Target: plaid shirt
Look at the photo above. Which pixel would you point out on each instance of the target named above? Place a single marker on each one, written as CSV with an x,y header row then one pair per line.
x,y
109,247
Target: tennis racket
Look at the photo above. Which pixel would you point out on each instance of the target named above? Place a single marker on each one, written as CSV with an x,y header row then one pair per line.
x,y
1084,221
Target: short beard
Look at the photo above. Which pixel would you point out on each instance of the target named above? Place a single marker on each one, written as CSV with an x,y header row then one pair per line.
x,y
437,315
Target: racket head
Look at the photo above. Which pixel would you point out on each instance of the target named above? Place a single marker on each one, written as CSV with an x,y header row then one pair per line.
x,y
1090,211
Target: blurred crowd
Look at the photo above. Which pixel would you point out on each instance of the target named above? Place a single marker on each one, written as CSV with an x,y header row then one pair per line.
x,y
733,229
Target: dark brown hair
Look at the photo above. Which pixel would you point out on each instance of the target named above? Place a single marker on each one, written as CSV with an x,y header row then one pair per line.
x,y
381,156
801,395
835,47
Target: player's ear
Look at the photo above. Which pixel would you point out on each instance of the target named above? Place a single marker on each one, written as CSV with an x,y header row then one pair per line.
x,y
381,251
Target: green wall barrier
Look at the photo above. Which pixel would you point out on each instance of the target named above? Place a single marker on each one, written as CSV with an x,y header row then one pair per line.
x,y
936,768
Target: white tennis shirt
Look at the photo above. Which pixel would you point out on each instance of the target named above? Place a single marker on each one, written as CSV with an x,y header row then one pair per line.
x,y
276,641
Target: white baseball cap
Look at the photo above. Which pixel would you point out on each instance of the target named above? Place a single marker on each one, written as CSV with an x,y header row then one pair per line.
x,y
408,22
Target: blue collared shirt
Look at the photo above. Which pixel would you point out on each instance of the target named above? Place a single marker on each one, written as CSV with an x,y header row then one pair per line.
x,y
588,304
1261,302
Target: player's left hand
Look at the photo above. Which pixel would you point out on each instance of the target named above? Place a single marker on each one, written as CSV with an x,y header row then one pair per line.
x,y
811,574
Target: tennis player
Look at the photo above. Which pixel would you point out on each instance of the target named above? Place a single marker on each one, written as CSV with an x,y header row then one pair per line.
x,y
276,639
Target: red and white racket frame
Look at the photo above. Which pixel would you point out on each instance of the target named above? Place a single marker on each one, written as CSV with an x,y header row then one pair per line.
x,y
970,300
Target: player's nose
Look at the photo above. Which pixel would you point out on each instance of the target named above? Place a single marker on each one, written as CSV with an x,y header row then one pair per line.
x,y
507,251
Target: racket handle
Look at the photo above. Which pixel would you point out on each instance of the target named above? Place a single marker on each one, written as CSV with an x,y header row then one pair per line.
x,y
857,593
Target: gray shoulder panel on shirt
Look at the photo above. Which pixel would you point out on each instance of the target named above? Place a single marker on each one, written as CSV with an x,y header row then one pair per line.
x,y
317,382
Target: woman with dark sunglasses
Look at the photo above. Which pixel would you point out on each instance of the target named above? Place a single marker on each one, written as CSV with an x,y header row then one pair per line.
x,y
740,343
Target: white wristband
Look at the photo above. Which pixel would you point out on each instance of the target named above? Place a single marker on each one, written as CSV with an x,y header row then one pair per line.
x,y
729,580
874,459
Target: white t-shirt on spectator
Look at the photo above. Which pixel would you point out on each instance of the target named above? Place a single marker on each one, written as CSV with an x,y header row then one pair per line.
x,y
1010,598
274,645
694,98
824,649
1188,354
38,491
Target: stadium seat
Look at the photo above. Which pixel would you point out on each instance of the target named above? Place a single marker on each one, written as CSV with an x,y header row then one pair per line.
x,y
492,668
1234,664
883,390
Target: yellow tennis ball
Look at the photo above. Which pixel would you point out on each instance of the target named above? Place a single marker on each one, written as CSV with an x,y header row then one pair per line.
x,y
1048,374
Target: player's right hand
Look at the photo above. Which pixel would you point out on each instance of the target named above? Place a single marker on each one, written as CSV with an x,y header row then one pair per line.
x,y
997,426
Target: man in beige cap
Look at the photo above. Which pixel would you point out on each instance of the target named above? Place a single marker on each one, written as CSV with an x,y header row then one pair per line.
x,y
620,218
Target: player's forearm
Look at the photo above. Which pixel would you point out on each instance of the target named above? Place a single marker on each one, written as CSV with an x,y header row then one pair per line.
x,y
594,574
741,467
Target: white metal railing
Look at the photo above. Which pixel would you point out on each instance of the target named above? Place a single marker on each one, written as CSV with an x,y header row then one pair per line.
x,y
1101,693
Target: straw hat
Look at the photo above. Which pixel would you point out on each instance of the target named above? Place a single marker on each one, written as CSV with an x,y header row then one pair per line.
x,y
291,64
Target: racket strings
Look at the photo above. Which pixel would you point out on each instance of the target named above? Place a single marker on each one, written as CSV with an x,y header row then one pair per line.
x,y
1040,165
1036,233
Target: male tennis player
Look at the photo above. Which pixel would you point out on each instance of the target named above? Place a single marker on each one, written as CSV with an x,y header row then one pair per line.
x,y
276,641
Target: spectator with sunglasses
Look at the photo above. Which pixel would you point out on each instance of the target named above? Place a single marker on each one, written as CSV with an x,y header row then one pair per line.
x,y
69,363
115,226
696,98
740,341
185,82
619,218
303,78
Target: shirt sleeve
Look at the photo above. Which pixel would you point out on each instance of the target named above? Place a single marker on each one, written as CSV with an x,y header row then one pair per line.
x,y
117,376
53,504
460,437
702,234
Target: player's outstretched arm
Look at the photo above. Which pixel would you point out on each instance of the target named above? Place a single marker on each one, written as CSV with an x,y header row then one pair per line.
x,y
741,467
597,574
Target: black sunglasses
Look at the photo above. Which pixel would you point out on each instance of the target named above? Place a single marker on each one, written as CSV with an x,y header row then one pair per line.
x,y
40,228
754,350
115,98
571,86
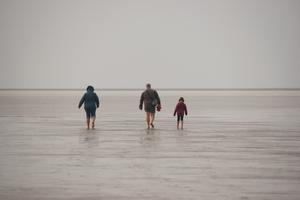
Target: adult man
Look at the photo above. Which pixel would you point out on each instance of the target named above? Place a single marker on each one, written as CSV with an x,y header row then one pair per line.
x,y
151,100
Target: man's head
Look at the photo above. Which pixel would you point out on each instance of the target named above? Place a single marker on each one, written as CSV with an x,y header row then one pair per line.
x,y
148,86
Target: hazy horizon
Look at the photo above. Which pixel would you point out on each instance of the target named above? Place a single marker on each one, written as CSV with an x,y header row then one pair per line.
x,y
234,44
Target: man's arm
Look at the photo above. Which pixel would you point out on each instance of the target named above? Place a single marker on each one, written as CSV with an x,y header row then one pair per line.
x,y
81,101
157,97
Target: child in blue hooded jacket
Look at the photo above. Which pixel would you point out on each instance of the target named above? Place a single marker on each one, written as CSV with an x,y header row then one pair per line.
x,y
91,103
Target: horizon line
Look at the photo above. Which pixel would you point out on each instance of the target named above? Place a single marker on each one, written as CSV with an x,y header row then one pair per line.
x,y
162,89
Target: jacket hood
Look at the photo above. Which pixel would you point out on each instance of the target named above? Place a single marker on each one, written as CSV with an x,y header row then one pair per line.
x,y
90,88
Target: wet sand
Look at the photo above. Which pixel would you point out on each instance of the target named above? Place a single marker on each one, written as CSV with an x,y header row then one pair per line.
x,y
237,146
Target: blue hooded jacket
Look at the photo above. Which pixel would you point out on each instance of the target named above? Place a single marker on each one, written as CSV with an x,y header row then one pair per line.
x,y
90,99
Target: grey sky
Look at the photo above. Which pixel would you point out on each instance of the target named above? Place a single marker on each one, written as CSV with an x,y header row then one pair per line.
x,y
172,44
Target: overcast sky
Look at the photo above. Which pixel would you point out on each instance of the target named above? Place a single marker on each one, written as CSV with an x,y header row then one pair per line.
x,y
170,43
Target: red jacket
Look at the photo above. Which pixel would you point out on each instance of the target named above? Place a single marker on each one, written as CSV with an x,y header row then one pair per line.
x,y
180,109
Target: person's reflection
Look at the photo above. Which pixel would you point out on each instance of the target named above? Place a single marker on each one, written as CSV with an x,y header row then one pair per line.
x,y
150,137
90,138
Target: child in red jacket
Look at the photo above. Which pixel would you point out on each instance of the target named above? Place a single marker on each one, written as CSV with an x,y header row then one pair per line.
x,y
180,110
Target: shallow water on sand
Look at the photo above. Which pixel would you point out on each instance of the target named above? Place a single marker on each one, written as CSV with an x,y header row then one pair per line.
x,y
236,146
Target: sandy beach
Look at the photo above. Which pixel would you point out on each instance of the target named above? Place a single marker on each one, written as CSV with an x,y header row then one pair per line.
x,y
235,146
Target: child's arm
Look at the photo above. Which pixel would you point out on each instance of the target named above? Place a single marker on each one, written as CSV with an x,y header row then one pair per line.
x,y
97,100
175,111
141,101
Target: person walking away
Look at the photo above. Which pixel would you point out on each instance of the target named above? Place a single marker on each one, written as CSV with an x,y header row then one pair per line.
x,y
91,103
180,109
151,101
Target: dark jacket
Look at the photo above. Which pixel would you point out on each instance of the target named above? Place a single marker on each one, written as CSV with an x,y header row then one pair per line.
x,y
180,109
148,96
90,100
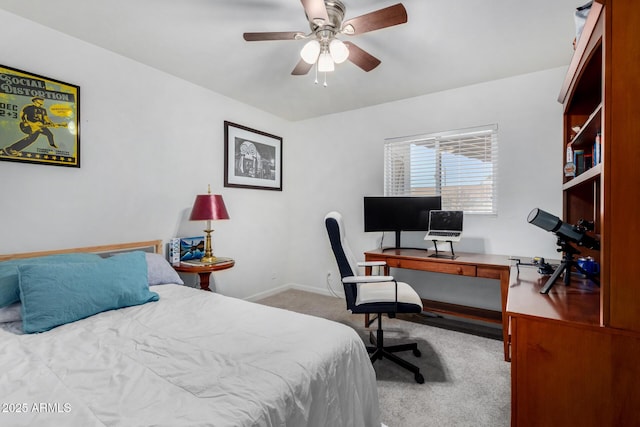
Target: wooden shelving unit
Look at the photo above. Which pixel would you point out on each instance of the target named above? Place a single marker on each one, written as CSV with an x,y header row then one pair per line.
x,y
575,351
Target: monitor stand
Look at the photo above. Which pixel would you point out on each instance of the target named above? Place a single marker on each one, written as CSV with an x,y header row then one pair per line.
x,y
399,246
441,255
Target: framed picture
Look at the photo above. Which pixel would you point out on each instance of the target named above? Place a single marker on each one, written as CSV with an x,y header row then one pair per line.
x,y
39,119
191,248
253,159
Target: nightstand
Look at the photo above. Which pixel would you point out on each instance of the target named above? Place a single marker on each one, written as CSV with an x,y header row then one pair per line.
x,y
204,270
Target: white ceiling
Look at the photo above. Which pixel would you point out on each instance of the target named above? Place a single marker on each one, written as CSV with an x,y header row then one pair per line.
x,y
445,44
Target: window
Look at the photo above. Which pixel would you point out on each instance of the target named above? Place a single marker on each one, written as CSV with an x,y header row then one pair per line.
x,y
460,165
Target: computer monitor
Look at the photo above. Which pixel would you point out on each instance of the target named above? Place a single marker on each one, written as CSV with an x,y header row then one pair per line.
x,y
399,213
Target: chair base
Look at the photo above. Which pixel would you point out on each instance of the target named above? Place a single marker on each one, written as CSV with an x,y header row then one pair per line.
x,y
379,351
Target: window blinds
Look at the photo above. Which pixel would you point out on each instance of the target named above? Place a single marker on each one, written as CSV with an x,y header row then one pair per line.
x,y
461,166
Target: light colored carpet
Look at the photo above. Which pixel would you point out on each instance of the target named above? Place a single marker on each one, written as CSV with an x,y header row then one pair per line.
x,y
467,381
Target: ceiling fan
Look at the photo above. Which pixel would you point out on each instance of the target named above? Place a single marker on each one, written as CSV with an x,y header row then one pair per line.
x,y
326,21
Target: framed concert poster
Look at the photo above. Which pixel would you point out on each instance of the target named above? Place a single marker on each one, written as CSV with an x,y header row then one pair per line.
x,y
253,159
39,119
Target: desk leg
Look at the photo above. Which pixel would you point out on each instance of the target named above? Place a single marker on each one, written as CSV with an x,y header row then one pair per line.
x,y
204,280
367,272
504,290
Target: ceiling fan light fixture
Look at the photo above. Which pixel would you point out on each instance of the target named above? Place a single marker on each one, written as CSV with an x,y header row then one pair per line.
x,y
349,30
339,51
310,52
325,63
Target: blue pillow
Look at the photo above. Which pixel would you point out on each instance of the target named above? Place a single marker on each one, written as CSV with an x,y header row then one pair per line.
x,y
55,294
9,291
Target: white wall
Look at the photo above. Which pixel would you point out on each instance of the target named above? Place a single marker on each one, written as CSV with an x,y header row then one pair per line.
x,y
151,142
339,159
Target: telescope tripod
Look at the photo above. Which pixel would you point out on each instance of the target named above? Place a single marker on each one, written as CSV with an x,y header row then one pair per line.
x,y
565,267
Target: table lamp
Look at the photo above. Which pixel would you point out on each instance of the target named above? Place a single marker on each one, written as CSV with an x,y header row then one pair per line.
x,y
208,207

(The problem) Find the line that contains "Target: white wall". Repeat it and every line after it, exactly as written, up to and including the last line of the records above.

(Reply)
Target: white wall
Look at the photo above. Which pixel would you point out on each instance of the target named above? Place a single marker on each one, written as CSV with an x,y header row then one pair per line.
x,y
151,142
339,159
Target: telescope tripod
Look at the photo above. Which pixel would you point out on each instance of the target named above? Place a single marker on each one, written as CSV with an x,y header row then one pair per line.
x,y
565,267
Target: table lamp
Look at the photo above. Which pixel would you point out on each instance of the target named above? Place a single marker on each one, written as CSV with an x,y header row then one pair per line.
x,y
208,207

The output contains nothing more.